▶ **What is being asked**
The required output is the line containing "Guideline: for each instance of the airplane wing, imagine" through the final line of the material below, printed exactly, with no other lines.

▶ **Records provided**
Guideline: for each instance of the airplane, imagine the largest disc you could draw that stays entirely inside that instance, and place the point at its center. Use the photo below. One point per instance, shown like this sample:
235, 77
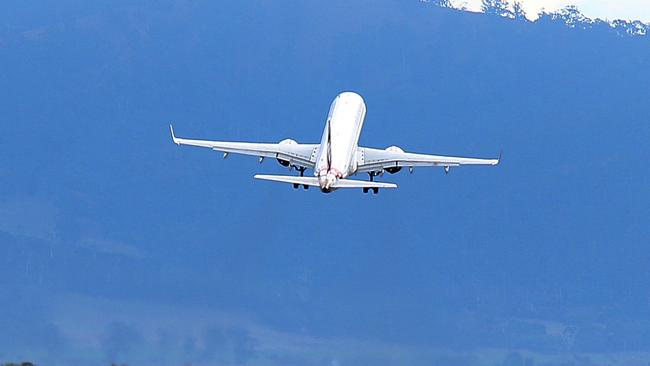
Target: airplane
338, 155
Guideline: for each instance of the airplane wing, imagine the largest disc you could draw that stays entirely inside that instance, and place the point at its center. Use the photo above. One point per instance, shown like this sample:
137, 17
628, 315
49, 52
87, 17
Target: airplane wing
313, 181
302, 155
377, 159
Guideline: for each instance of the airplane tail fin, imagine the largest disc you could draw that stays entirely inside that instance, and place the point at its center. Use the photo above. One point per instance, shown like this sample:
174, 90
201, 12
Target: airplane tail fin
313, 181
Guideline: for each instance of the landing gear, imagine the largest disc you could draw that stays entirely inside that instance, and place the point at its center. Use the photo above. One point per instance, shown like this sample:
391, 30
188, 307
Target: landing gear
300, 170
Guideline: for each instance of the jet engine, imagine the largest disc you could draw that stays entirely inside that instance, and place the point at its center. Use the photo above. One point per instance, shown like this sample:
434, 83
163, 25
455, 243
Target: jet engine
396, 169
286, 142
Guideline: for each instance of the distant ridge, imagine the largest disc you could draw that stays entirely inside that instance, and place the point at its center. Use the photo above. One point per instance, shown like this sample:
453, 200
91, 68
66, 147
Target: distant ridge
570, 16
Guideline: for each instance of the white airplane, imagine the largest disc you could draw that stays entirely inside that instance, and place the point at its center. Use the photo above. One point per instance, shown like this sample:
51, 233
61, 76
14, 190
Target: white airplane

▶ **Solution to this task**
Guideline: for each instance of the airplane wing, imagine the largest disc you could draw that stays entirely inside that instance, and place the point at its center. Use the photo above. One point per instance, shown like this sample:
137, 17
628, 315
49, 52
87, 17
Target: airplane wing
313, 181
302, 155
377, 159
Guideline: for each instance of the airplane tail fin, imagine the largest disc you could draw that stays entirely inside that instance, and place the point at its center. Use the photo above. One point per instance, shown like this sample:
174, 90
201, 12
Target: airplane tail fin
313, 181
Guideline: for each instance of the landing gear, imagine the largest disc you could draw that stays entirely inside that instance, and place the point at its center. Use the photo above. One point per instance, shown like this sample:
391, 30
188, 307
Target: landing gear
300, 170
Guideline: for each instance of the jet engine, imagine the largest disc you could draw that stays entirely inside that instance, and place the point at its center. Use the photo above. One point per instance, shown like this sample:
434, 83
163, 25
455, 243
Target: jet engine
396, 169
286, 142
Guideline: for each instance of the distant ridge, imagine the largest disc you could draw that stays entirely inside that instance, and place the point at its center. Use the photo above. One point per instance, shown like this sample:
453, 200
91, 68
66, 147
Target: distant ridge
570, 16
Guideline: for each instance of the white airplane, imagine the largest disc you could draw that stays entirely inside that instance, and place the point at its center. Use the photo above. One point per instance, shown like this sample:
51, 233
61, 76
14, 190
Target: white airplane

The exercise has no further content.